Rewrite the listing starting at the line that contains "light blue dress" and ending with the last line of the listing, replacing "one pair per line" with "each pair on its own line" and keeping everything else the same.

⟨

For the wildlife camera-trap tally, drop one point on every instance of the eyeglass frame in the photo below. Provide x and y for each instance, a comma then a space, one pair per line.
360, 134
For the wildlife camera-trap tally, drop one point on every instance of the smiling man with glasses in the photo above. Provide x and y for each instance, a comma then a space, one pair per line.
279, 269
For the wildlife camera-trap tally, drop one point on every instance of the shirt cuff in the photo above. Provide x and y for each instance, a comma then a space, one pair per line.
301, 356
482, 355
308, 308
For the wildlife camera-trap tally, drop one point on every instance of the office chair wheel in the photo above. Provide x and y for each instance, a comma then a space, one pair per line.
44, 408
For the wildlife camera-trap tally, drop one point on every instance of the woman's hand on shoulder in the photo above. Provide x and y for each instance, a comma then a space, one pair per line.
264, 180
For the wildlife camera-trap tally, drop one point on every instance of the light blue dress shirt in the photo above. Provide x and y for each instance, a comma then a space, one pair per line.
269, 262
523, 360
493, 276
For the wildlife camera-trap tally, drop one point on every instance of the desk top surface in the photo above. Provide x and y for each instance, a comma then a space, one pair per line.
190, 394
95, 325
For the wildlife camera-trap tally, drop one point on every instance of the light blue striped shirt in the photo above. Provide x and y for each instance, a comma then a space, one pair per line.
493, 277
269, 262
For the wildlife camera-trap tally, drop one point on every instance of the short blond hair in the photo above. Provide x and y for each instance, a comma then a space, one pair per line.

⟩

_TASK SOLUTION_
For the wildlife camera-trap tally, drop one point on every instance of the light blue dress shirt in the photo above. Provide x and y for each instance, a comma then a space, each pair on its own line.
269, 262
523, 360
493, 276
For the wildlife camera-trap tally, drop one point on every instance of the desk top surface in the photo above. Provide x and y for each instance, a comma then a space, each pair on its own line.
190, 394
95, 325
For the wildlife camera-trap tally, drop one point on every instance of the light blue striped shirt in the photo above. Provide x and y for each instance, a comma then a space, each pair on its own line.
493, 277
269, 262
For the wildlife camera-trap tally, drop one point on every instance of the short blond hair in the photo above. Provide x and y for each instance, a comma then a space, each pair on its own line.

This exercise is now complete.